To do: Output, please, every line from the line that holds "Could you kindly annotate the shirtless" to the end, exactly as written.

--- begin Input material ---

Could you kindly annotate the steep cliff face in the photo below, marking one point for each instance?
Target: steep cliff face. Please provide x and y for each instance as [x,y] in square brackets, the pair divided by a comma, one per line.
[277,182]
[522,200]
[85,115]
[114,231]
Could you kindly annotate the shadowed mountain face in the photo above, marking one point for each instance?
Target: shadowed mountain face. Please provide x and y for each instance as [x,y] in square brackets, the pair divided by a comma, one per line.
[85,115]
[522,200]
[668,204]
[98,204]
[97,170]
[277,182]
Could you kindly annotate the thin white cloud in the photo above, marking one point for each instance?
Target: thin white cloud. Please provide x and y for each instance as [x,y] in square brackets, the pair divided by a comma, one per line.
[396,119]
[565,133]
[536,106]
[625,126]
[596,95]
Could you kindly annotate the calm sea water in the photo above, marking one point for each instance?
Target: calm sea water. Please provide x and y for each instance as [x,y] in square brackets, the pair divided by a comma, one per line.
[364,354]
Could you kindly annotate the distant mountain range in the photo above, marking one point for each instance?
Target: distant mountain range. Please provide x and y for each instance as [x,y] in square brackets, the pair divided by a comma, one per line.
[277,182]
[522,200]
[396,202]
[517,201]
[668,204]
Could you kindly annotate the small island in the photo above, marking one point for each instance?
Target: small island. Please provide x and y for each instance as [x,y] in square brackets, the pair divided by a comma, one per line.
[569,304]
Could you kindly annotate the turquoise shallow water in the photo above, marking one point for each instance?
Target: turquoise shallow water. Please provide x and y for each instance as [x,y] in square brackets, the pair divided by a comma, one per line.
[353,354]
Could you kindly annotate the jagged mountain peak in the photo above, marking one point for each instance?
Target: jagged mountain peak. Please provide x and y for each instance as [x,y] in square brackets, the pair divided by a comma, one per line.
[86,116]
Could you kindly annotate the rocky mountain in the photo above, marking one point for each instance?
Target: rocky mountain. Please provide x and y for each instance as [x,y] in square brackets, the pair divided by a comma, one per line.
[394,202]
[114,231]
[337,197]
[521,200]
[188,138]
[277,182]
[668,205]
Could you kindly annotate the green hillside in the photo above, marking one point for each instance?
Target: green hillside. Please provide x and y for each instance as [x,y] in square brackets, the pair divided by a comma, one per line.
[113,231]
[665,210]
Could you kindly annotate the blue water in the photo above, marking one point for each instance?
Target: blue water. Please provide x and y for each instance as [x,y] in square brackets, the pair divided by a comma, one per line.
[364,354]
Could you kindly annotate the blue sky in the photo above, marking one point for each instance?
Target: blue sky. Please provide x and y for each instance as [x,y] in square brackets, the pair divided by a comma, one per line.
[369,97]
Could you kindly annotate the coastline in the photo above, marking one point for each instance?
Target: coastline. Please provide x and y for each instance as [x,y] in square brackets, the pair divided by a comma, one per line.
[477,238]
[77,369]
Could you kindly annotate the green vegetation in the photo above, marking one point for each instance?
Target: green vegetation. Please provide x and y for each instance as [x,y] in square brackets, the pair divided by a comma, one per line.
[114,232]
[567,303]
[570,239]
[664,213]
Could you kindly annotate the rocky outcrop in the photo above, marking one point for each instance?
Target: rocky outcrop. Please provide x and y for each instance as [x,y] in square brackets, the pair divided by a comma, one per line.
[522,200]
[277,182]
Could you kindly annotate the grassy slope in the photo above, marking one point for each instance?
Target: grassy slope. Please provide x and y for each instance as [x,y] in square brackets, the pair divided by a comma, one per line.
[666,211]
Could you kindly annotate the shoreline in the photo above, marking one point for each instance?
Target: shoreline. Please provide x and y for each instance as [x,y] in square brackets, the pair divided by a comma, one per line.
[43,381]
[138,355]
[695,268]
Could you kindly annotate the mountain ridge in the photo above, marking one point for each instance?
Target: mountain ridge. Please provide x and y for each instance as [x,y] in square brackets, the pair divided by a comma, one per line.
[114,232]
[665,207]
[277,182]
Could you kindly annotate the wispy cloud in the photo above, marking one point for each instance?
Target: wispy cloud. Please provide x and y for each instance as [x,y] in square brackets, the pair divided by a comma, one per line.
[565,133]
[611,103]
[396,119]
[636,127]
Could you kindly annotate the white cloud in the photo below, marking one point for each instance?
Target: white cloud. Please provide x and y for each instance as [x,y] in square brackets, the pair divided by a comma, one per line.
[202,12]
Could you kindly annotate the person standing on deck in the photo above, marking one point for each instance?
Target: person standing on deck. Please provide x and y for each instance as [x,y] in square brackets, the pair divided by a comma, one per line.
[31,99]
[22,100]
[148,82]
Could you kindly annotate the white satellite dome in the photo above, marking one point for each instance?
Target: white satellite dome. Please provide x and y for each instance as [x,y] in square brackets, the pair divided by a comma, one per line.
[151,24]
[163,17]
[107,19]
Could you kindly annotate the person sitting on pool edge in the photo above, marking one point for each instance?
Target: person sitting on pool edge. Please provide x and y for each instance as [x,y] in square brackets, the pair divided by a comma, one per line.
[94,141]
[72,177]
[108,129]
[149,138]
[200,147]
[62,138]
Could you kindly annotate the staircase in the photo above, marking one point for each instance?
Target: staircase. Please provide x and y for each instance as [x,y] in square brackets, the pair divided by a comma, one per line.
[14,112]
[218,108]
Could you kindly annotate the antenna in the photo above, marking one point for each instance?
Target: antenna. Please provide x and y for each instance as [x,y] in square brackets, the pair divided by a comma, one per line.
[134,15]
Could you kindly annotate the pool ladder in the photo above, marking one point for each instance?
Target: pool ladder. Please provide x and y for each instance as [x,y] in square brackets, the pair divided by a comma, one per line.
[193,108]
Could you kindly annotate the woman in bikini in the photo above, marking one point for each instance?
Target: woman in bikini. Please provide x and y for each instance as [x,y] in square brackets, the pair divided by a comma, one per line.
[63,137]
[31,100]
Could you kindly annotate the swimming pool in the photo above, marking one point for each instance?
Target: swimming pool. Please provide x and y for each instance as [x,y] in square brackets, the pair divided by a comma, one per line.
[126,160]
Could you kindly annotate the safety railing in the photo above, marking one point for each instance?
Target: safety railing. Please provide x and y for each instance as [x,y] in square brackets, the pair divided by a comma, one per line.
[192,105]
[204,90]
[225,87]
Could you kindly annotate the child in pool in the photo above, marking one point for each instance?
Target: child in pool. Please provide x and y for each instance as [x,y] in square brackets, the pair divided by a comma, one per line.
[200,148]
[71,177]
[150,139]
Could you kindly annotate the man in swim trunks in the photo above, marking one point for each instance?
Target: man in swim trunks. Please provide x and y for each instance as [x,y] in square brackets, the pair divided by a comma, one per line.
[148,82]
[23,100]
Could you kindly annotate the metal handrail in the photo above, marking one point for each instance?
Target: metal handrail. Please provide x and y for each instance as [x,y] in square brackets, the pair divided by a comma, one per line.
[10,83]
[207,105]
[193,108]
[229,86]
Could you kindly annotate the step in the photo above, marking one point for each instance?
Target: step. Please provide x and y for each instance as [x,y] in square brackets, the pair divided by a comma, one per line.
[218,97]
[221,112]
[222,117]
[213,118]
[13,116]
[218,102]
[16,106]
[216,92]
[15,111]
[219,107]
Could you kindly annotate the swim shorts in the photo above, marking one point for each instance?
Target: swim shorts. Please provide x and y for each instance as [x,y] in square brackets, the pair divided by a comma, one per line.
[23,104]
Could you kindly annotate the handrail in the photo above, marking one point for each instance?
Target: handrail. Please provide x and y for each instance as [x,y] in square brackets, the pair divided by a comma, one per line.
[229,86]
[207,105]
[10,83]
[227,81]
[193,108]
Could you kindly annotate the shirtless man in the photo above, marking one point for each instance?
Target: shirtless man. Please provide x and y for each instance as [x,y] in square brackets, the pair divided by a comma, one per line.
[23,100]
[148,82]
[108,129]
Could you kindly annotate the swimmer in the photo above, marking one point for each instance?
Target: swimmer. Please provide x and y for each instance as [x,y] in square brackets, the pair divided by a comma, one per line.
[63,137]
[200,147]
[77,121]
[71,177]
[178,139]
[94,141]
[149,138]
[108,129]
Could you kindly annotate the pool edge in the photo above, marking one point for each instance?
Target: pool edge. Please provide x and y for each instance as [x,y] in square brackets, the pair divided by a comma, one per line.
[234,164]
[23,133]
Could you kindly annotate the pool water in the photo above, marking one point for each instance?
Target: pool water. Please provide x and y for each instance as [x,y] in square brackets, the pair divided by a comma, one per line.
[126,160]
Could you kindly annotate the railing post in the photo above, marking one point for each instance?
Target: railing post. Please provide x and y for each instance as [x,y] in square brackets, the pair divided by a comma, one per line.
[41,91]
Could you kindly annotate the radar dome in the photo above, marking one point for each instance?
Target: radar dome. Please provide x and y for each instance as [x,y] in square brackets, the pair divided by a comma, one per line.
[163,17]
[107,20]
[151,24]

--- end Input material ---

Solution to this exercise:
Could you kindly annotate the shirtless man in the photo above, marking one point for each instance?
Target: shirtless man. Please provide x and y for each instance as [x,y] in square brackets, the pair divided by a comma, one per line.
[23,100]
[148,82]
[108,129]
Could you kindly annotate the swimmer in the photo above, marking one point for each instance?
Target: swimmer. Please provide x and y for each instance as [x,y] in square brackets, the pair divided by a comma, one per line.
[63,137]
[200,147]
[77,121]
[71,177]
[178,139]
[94,141]
[149,138]
[108,129]
Could you kindly annotate the pool edge in the photo above, marking one point for each instance?
Target: pool edge. Please provide x and y for each instance as [x,y] in square brackets, the pair divided by a comma, one per line.
[234,164]
[23,133]
Could you kindly annotate the pool water in the photo above, marking one point for each instance?
Target: pool water. Please provide x and y for each instance as [x,y] in square brackets, the pair divided by a comma, one per line.
[126,160]
Could you kindly annotate the railing post in the photo above, marking one point for each instance?
Target: railing post. Please provide x and y for each instance as [x,y] in square brackets, the pair divided by a comma, one per line.
[41,91]
Could you kindly annotate the radar dome in the photo above, marking one point for each instance?
Target: radar dome. Please provide x and y for each instance as [x,y] in square brackets, the pair divided by a comma, one per line.
[163,17]
[107,20]
[151,24]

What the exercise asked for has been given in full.